▶ **Exercise details**
In the records below, pick out all lines containing the word "woolen".

▶ **Material provided**

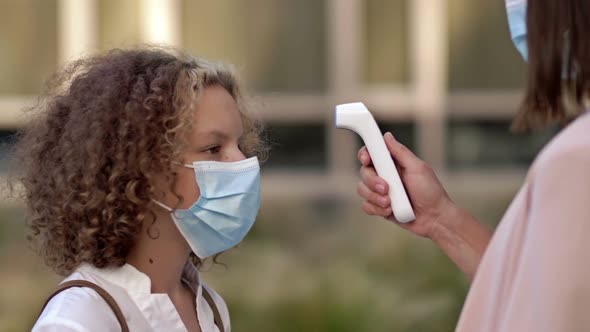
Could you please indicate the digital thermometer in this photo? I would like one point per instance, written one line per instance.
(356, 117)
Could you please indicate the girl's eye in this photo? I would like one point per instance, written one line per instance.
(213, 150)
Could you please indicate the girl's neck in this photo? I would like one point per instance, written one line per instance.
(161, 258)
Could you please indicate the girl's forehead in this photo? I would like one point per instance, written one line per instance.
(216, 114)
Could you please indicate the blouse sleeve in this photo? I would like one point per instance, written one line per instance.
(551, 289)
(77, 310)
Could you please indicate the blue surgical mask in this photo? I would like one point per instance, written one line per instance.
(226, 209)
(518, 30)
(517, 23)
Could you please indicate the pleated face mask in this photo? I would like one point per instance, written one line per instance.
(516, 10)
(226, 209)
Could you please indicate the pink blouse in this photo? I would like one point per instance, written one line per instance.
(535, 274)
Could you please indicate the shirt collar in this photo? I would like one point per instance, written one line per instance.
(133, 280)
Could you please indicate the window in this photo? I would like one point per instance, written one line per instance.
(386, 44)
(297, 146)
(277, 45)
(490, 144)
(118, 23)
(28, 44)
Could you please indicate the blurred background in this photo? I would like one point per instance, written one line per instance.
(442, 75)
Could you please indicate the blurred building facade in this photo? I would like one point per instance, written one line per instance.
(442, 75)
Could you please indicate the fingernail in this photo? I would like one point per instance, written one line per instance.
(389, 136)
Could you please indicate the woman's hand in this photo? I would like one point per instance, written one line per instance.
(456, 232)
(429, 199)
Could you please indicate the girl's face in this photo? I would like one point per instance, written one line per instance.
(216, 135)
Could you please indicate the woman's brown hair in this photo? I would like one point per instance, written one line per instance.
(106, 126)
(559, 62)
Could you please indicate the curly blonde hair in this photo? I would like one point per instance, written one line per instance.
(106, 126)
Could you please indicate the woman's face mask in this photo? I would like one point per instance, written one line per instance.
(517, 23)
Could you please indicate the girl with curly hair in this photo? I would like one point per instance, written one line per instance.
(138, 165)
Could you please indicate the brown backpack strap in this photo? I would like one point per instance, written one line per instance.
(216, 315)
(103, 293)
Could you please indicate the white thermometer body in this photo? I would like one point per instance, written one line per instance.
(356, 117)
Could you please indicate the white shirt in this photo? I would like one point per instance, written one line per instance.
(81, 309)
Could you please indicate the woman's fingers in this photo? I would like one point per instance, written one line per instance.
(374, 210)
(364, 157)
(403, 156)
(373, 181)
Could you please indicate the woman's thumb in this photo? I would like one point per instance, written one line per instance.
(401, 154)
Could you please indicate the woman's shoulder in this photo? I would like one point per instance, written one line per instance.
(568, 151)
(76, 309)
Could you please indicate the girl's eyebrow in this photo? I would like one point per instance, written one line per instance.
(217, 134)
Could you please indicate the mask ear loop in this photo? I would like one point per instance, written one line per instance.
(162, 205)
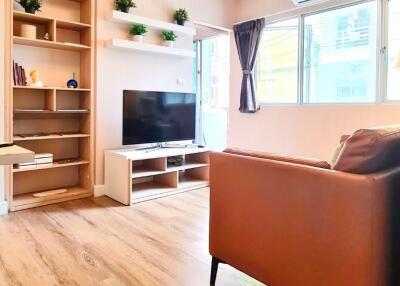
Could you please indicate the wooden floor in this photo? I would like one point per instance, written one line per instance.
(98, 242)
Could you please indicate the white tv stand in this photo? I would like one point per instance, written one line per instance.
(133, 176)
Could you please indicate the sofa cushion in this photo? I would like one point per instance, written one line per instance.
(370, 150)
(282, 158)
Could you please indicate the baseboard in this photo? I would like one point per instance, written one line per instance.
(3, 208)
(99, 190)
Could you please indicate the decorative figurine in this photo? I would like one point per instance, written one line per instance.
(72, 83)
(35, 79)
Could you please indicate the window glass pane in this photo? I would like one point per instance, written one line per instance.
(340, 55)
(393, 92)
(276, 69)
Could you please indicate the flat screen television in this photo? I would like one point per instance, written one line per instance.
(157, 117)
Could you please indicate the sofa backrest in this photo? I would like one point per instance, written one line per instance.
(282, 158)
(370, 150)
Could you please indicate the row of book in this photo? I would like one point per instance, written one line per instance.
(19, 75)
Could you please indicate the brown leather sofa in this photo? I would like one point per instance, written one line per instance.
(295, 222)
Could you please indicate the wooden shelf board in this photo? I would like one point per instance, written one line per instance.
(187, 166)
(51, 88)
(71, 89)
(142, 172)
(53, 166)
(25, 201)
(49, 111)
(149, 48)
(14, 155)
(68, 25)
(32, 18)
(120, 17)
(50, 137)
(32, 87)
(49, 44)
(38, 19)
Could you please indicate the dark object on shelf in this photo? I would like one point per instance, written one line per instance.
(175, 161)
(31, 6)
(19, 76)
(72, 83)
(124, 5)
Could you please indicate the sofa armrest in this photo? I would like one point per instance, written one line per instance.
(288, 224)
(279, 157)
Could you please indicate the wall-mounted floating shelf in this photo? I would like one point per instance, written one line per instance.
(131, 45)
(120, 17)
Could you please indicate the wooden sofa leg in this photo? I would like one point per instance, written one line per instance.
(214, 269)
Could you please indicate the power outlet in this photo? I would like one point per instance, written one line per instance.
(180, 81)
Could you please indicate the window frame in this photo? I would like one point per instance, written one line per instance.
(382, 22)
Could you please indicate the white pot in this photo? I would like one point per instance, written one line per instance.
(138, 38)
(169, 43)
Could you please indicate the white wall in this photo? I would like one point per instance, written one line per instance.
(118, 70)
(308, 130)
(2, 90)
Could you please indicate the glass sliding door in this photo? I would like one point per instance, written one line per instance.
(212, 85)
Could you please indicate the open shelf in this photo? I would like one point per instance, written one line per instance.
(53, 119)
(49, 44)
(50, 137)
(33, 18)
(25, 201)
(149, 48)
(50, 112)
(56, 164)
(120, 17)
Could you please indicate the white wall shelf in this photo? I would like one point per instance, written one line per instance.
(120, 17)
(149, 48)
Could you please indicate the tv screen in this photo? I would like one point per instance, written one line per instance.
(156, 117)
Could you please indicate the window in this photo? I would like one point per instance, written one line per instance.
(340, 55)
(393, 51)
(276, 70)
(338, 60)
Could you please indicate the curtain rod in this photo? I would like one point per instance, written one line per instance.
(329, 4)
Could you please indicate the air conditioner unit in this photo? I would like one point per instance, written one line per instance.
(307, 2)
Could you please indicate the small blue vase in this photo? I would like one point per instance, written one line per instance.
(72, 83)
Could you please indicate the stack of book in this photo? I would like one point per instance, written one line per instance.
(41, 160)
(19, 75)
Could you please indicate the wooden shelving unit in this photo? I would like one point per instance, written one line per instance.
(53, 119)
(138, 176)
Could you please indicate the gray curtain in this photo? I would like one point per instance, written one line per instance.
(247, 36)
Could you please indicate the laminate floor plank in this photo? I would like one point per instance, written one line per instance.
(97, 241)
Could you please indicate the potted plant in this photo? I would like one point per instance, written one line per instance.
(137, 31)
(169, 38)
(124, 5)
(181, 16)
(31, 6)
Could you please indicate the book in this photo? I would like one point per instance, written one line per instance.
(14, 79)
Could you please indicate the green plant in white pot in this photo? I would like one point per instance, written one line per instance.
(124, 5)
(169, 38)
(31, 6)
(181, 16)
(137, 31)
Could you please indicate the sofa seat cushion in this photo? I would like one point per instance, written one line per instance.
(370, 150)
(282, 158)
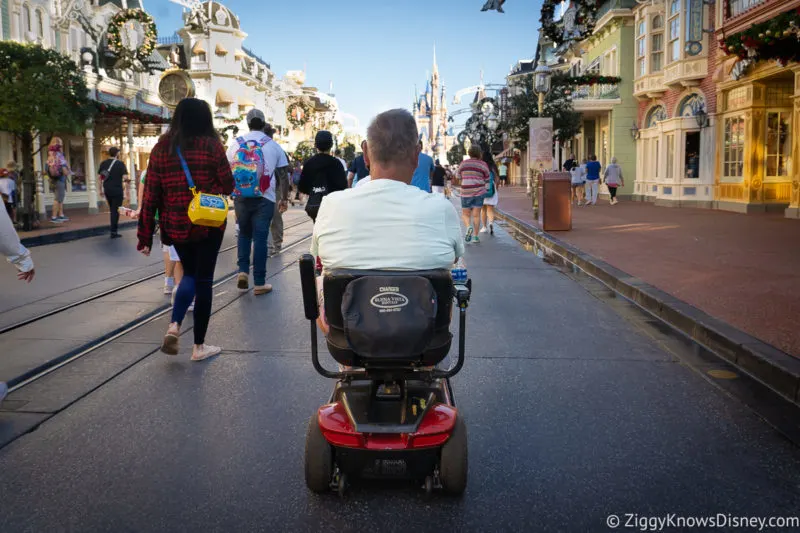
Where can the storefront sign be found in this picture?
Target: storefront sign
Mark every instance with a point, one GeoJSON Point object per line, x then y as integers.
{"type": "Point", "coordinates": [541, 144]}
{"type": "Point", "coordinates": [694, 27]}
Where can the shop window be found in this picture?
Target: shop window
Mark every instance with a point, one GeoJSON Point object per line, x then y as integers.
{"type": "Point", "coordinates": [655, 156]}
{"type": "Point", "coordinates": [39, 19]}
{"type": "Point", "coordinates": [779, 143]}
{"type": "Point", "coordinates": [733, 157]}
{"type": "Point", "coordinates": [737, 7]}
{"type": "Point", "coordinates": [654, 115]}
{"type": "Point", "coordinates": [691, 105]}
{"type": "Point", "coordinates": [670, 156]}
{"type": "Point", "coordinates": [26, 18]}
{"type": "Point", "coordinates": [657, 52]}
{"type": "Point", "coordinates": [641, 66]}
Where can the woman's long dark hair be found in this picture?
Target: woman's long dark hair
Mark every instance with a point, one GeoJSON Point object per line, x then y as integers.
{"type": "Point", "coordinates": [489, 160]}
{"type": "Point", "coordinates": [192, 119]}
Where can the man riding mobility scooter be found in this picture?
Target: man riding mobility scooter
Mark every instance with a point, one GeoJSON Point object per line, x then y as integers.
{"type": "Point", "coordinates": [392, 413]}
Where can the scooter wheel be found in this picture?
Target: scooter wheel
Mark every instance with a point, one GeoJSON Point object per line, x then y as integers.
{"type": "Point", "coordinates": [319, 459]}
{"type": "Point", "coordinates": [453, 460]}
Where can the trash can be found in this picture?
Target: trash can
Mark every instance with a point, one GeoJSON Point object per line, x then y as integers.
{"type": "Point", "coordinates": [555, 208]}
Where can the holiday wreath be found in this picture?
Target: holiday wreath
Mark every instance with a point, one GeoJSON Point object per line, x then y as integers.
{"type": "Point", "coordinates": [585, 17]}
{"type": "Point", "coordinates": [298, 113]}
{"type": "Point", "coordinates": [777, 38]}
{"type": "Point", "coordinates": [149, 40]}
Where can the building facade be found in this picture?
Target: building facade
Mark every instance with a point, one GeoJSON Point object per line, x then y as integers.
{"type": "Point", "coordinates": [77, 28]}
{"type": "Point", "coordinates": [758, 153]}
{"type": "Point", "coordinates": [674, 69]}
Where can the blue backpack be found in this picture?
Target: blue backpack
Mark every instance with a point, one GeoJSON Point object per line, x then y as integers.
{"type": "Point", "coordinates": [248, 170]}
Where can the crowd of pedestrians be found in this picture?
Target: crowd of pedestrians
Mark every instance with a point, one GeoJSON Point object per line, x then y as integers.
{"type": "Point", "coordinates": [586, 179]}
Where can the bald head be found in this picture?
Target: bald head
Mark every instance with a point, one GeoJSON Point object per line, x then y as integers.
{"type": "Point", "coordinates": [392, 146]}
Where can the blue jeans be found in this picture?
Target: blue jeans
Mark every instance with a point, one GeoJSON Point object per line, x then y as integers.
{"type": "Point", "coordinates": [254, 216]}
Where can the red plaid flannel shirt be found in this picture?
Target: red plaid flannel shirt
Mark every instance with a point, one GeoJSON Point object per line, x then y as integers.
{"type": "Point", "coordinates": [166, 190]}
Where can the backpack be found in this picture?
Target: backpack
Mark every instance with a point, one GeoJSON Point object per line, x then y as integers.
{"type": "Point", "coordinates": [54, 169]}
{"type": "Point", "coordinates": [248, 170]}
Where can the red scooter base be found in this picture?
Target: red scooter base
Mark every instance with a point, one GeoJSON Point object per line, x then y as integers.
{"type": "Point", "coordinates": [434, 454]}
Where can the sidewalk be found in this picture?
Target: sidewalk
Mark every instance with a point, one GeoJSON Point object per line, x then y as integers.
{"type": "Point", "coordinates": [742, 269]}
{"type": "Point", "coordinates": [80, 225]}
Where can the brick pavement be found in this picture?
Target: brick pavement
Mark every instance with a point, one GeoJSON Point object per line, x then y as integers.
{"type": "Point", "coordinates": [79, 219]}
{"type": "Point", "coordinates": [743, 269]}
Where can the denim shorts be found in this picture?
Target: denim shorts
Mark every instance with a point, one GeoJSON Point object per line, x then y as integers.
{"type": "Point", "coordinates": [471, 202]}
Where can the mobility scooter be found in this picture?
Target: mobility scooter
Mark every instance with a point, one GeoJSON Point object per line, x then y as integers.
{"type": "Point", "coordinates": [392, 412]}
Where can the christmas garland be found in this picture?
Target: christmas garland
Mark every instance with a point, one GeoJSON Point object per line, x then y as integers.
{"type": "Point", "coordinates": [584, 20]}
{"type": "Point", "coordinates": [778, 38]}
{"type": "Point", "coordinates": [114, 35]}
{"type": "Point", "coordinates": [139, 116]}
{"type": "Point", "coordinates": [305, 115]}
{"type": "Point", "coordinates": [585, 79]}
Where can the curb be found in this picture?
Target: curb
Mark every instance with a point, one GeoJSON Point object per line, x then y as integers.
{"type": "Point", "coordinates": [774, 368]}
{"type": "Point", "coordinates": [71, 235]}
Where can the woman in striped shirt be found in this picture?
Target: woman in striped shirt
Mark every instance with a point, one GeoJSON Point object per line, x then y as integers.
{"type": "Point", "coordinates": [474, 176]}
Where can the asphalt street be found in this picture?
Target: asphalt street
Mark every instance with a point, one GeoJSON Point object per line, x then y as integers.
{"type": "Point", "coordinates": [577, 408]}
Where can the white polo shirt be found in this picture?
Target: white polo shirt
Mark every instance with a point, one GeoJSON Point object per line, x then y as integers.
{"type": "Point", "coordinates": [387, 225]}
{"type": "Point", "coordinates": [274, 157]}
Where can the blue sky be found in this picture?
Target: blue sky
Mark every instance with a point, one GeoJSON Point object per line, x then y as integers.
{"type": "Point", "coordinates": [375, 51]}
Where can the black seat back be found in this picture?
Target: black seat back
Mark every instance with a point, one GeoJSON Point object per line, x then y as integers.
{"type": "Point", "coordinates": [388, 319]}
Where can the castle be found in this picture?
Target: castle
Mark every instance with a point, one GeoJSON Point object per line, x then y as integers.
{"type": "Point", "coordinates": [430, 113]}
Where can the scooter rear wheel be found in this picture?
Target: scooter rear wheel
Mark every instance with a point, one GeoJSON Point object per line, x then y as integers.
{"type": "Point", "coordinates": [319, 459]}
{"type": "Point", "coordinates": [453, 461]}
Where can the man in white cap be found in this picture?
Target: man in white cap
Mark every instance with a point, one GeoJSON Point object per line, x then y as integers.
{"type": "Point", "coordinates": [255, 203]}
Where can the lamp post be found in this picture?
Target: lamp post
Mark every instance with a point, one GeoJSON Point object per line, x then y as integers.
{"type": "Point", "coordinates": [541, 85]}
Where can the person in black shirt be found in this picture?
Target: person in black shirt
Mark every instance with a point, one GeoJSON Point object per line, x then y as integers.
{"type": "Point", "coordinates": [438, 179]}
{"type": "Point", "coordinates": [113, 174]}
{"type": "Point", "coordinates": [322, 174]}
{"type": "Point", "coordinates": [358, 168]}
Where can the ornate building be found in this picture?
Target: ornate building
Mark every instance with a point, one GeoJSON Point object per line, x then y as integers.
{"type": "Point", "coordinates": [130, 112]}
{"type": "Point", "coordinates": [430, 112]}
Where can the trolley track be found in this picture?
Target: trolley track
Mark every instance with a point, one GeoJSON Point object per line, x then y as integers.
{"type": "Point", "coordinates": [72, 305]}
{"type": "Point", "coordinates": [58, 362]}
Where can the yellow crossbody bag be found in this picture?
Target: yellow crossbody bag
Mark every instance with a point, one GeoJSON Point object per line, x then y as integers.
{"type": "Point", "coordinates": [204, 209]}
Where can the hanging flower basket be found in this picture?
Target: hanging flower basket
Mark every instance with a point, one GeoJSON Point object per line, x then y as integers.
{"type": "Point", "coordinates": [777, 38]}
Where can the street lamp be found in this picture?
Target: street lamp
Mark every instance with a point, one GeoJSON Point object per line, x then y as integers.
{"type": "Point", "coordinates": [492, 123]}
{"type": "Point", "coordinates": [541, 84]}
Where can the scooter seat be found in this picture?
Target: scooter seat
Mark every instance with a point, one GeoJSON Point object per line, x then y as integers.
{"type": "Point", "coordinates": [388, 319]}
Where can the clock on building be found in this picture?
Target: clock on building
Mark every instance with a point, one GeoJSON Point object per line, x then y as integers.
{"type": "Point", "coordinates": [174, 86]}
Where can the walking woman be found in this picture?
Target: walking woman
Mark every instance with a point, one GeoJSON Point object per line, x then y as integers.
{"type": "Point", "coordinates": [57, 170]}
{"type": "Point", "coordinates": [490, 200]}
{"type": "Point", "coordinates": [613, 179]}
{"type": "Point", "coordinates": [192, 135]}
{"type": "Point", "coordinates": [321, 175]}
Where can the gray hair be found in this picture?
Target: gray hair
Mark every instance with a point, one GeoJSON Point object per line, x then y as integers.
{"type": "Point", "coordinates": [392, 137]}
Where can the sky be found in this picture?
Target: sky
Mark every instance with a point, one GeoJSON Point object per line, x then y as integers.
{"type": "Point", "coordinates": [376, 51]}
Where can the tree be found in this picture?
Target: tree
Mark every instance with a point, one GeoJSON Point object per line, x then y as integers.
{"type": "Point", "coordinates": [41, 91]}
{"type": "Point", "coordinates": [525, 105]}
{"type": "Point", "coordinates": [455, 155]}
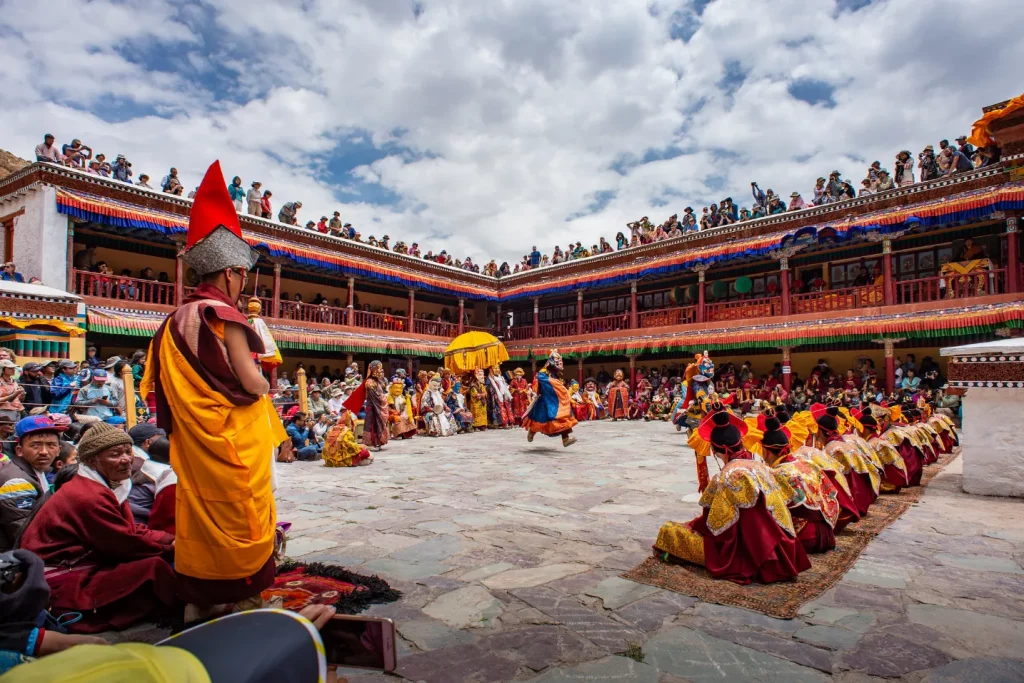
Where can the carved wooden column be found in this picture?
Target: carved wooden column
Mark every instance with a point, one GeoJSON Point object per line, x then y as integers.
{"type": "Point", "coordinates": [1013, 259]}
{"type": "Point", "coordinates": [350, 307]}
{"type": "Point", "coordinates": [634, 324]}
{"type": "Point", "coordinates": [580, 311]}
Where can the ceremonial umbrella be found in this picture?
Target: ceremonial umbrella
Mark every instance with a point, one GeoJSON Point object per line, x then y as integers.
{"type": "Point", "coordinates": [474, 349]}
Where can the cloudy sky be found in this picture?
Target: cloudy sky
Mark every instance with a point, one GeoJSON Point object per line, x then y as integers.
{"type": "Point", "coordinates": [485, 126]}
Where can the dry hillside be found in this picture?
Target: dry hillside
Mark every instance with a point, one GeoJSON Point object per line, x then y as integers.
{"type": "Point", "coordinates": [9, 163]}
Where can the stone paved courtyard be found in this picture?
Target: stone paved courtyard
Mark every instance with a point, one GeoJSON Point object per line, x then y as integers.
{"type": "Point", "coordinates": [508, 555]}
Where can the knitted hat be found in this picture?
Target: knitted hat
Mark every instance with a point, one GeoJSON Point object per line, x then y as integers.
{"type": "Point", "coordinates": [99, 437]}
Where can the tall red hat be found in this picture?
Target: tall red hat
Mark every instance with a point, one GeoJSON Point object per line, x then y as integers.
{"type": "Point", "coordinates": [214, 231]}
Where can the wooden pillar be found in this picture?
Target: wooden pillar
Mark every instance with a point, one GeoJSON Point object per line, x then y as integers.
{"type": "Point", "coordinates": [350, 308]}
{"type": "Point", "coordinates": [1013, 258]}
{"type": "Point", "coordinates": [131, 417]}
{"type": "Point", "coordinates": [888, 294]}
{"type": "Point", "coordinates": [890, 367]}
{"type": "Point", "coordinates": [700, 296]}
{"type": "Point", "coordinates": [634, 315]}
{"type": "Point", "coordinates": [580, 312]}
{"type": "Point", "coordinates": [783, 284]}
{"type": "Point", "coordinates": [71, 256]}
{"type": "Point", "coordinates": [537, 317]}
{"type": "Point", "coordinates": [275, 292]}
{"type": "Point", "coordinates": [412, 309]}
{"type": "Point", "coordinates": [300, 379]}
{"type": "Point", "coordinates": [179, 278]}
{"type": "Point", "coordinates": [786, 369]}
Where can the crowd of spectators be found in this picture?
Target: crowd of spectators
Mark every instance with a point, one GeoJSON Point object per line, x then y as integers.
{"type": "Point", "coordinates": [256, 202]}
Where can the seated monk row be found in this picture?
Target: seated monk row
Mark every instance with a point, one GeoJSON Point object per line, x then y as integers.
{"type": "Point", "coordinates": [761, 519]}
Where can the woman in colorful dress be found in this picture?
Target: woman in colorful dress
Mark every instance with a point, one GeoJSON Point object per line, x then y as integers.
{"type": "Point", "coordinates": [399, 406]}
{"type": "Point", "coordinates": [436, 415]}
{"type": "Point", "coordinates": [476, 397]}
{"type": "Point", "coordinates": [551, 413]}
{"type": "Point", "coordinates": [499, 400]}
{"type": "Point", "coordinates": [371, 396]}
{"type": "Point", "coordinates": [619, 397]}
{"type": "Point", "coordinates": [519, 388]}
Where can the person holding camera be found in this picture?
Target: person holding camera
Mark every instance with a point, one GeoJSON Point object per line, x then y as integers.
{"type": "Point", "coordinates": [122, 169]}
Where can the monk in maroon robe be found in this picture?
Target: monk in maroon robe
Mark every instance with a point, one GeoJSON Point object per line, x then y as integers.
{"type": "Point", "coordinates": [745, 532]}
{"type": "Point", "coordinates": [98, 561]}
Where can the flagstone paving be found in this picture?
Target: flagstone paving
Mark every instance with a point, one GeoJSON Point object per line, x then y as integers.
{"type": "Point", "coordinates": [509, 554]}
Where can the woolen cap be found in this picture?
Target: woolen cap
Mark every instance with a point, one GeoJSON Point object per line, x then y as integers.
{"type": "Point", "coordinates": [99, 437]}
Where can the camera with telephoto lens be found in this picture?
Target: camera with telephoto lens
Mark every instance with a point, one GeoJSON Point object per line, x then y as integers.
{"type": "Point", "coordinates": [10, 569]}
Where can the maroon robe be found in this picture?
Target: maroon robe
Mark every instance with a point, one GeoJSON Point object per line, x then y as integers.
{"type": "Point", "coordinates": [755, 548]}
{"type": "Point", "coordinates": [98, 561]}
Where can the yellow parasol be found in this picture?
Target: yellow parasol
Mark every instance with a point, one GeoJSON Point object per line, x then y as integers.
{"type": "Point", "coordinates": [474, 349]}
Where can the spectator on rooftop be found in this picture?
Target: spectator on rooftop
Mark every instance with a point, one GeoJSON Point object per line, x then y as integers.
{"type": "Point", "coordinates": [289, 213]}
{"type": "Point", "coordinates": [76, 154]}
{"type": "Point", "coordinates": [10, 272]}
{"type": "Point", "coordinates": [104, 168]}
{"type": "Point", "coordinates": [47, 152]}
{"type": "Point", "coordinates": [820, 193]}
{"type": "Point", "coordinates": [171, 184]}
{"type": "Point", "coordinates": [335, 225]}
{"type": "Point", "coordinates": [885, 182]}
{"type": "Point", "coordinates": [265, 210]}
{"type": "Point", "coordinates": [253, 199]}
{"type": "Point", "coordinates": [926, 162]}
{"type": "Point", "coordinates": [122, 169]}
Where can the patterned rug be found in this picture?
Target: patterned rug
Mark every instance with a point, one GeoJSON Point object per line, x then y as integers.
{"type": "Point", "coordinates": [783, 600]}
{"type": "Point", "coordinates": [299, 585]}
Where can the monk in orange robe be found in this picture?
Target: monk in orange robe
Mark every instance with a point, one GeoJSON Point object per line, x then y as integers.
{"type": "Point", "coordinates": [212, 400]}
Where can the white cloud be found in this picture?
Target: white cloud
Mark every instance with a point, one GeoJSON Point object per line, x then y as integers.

▶ **Answer section**
Where can the woolen cap be found in this picture?
Target: woolen cap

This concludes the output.